REQUIREMENT A: Show every line of the records that contains the word "reflection".

EXCERPT PROVIDED:

↓↓↓

Example 9: 4 independent and simultaneous job steps in a single allocation

This example shows how to run multiple job steps simultaneously in a single allocation. The example below demonstrates running 4 independent, single rank MPI executions on a single node, however the example could be extrapolated to more complex invocations using the above examples.

Submission script:

#!/bin/bash
#SBATCH -A <projid>
#SBATCH -N 1
#SBATCH -t 10

srun -N1 -c1 --gpus-per-task=1 --exact ./hello_jobstep &
srun -N1 -c1 --gpus-per-task=1 --exact ./hello_jobstep &
srun -N1 -c1 --gpus-per-task=1 --exact ./hello_jobstep &
srun -N1 -c1 --gpus-per-task=1 --exact ./hello_jobstep &
wait


Output:

MPI 000 - OMP 000 - HWT 003 - Node frontier25 - RT_GPU_ID 0 - GPU_ID 3 - Bus_ID 09
MPI 000 - OMP 000 - HWT 001 - Node frontier25 - RT_GPU_ID 0 - GPU_ID 1 - Bus_ID 87
MPI 000 - OMP 000 - HWT 002 - Node frontier25 - RT_GPU_ID 0 - GPU_ID 2 - Bus_ID 48
MPI 000 - OMP 000 - HWT 000 - Node frontier25 - RT_GPU_ID 0 - GPU_ID 0 - Bus_ID c9


Note

The --exact parameter is important to avoid the error message srun: Job <job id> step creation temporarily disabled, retrying (Requested nodes are busy). The wait command is also critical, or your job script and allocation will immediately end after launching your jobs in the background.

↑↑↑

INPUT MATERIAL:
↓↓↓

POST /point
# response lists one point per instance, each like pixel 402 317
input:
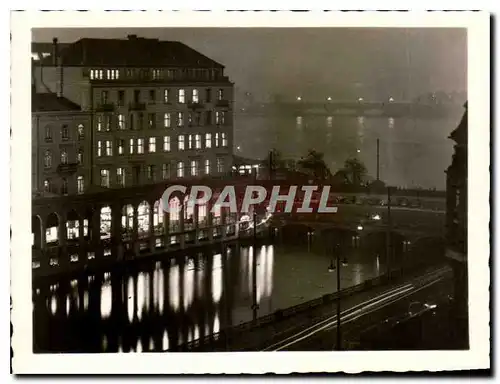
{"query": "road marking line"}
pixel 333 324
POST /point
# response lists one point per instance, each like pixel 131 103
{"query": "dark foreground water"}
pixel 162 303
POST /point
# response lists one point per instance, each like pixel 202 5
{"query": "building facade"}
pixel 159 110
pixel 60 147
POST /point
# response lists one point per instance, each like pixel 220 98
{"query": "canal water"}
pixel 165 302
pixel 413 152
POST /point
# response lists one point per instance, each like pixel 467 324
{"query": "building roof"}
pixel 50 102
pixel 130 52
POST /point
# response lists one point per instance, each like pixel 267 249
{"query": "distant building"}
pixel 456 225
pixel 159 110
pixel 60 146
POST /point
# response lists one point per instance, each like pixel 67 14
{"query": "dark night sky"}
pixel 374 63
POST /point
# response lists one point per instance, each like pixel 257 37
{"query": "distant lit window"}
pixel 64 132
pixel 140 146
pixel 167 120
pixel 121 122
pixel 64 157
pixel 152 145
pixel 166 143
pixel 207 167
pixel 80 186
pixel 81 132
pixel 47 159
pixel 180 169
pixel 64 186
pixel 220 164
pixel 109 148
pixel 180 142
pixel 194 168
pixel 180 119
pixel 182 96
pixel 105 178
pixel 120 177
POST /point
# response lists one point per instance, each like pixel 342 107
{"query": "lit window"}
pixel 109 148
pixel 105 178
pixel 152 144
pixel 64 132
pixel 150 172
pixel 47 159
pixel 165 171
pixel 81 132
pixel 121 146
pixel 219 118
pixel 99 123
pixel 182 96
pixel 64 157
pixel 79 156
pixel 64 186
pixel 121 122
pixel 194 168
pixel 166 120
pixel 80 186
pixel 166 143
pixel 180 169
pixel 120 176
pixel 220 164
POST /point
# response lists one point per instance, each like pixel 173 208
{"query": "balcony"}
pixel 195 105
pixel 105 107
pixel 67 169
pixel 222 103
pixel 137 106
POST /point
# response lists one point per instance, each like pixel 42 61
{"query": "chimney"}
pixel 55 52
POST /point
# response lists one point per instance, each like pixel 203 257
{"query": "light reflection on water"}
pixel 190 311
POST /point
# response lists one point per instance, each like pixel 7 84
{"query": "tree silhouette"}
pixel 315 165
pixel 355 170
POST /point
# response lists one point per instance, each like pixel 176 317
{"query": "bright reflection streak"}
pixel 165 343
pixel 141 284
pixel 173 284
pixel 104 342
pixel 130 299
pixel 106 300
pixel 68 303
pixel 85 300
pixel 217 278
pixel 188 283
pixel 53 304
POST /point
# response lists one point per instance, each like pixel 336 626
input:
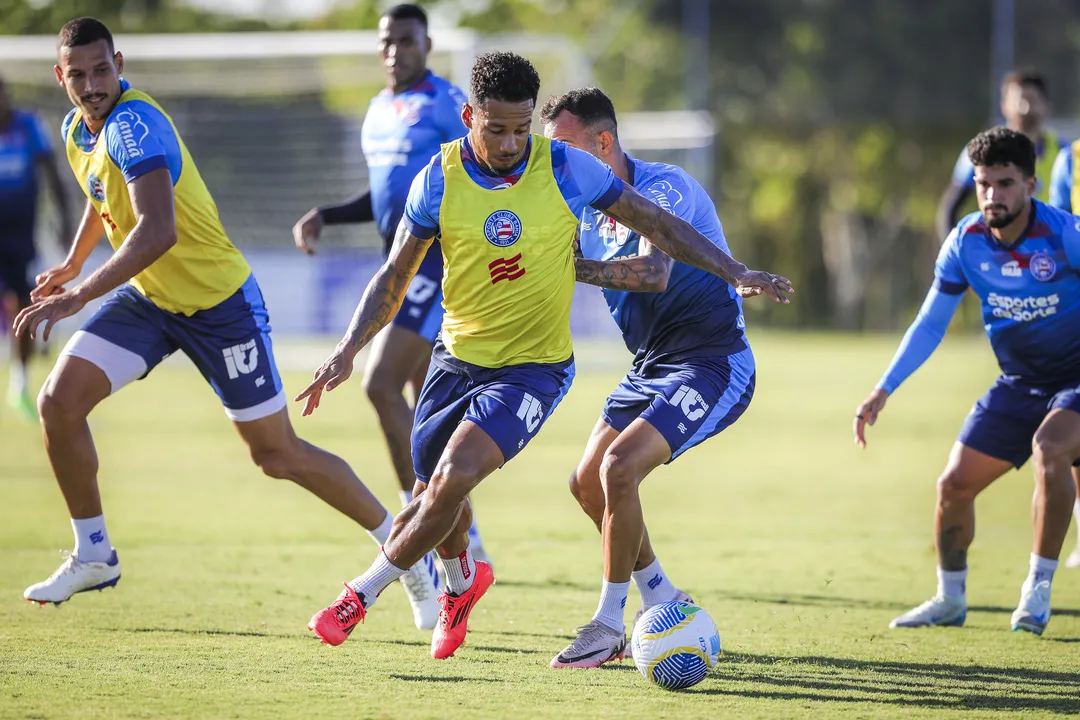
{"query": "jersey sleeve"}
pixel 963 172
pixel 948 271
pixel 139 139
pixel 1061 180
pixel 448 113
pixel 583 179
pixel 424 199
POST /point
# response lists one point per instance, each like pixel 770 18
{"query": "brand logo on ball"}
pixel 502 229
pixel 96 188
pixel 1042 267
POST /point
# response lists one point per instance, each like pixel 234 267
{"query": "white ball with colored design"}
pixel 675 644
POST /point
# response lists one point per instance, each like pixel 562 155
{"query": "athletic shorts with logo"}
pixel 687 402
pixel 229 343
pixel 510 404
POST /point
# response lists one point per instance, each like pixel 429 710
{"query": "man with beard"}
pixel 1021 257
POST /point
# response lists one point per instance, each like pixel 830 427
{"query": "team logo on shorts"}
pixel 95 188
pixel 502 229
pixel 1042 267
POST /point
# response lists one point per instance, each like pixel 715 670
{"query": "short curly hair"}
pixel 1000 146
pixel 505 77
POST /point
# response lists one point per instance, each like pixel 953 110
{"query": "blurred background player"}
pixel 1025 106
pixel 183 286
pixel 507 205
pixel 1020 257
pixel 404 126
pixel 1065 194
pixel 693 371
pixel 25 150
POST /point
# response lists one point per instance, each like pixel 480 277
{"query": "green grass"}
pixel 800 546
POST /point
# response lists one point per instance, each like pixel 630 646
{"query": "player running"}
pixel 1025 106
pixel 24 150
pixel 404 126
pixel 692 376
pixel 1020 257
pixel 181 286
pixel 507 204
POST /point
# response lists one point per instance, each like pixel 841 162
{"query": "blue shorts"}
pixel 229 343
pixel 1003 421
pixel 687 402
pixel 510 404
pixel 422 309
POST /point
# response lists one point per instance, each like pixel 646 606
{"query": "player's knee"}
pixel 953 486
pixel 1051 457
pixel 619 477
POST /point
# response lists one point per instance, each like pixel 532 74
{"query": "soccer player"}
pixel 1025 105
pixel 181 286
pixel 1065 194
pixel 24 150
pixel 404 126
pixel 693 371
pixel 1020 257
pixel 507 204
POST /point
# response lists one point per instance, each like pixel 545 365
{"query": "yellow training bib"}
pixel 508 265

↑↑↑
↓↓↓

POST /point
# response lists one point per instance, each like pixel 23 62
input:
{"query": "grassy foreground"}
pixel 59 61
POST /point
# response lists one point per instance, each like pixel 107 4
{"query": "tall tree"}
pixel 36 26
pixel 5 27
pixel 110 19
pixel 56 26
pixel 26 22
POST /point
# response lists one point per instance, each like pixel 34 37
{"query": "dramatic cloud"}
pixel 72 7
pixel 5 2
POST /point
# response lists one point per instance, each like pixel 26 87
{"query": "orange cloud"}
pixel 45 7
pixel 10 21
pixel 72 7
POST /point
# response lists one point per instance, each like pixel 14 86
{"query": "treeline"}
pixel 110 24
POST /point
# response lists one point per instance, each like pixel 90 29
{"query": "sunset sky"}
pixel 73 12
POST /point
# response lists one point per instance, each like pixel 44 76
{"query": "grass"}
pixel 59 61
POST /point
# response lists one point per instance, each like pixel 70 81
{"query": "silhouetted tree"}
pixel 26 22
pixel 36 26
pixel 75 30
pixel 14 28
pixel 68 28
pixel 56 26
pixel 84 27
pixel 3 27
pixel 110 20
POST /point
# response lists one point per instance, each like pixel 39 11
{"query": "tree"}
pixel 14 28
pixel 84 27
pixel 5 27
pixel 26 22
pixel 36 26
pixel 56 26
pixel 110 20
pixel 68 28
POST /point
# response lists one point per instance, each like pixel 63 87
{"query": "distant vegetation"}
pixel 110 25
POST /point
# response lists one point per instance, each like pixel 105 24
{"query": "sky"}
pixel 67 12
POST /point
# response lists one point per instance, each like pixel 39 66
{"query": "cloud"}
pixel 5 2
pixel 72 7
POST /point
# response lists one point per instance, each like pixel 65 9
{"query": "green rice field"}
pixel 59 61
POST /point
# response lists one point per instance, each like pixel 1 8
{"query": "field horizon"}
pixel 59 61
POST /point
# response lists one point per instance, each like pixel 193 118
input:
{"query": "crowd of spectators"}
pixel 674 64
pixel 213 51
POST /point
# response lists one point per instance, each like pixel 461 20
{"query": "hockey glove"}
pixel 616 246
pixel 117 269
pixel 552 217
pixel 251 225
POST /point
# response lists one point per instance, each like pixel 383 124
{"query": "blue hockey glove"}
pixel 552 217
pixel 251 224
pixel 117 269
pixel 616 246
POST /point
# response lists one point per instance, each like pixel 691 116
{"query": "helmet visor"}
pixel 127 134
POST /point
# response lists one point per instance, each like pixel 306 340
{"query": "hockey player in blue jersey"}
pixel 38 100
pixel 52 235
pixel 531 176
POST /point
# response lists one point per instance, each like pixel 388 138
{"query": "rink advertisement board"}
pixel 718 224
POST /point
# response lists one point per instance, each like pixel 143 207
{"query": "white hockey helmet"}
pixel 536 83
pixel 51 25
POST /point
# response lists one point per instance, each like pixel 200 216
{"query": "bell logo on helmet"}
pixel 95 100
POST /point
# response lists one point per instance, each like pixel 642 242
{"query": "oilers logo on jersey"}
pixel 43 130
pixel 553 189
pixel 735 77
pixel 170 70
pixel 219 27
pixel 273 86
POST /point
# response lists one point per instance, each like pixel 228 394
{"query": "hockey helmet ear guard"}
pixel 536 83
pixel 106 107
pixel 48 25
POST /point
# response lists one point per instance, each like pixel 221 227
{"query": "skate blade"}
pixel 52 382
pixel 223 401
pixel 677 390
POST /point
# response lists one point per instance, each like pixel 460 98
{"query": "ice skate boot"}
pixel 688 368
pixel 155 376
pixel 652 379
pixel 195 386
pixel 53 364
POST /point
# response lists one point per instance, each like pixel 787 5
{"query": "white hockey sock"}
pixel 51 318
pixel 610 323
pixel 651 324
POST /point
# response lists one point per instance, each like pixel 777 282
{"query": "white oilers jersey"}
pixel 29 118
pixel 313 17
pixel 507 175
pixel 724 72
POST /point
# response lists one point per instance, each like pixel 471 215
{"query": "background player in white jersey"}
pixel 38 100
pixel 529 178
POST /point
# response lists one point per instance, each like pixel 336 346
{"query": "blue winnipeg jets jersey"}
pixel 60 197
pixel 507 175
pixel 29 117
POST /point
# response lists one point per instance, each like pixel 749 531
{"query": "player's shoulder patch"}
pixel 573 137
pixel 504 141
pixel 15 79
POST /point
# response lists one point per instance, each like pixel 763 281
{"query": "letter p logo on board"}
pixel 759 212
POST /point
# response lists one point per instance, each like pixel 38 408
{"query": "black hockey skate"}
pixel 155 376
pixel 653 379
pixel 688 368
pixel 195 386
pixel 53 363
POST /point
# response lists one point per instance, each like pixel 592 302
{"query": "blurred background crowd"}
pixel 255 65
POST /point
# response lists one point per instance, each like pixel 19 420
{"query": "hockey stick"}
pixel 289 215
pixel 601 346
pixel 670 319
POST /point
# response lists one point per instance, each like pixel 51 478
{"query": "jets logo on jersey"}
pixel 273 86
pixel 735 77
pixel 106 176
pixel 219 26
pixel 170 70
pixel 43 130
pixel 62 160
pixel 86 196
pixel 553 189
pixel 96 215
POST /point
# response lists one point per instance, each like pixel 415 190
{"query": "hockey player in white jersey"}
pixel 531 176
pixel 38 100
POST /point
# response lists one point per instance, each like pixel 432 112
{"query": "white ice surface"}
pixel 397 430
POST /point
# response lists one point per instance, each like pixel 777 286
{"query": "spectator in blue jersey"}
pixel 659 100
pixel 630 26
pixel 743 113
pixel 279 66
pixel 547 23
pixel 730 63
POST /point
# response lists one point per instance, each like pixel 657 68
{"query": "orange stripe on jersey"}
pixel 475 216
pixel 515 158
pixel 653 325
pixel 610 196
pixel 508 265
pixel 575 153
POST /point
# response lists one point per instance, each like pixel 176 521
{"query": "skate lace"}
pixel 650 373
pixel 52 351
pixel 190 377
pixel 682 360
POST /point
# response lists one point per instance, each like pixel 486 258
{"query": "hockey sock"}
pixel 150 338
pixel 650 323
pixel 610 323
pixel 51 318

↑↑↑
↓↓↓

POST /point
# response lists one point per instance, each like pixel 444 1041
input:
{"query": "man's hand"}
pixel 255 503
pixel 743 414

↑↑↑

REQUIREMENT B: Duplicate the part of the text on simultaneous job steps starting at "The --exact parameter" and ending at "in the background.".

COMPLETE OUTPUT A:
{"query": "light reflection on water"}
{"query": "bright reflection streak"}

COMPLETE OUTPUT B:
The --exact parameter is important to avoid the error message srun: Job <job id> step creation temporarily disabled, retrying (Requested nodes are busy). The wait command is also critical, or your job script and allocation will immediately end after launching your jobs in the background.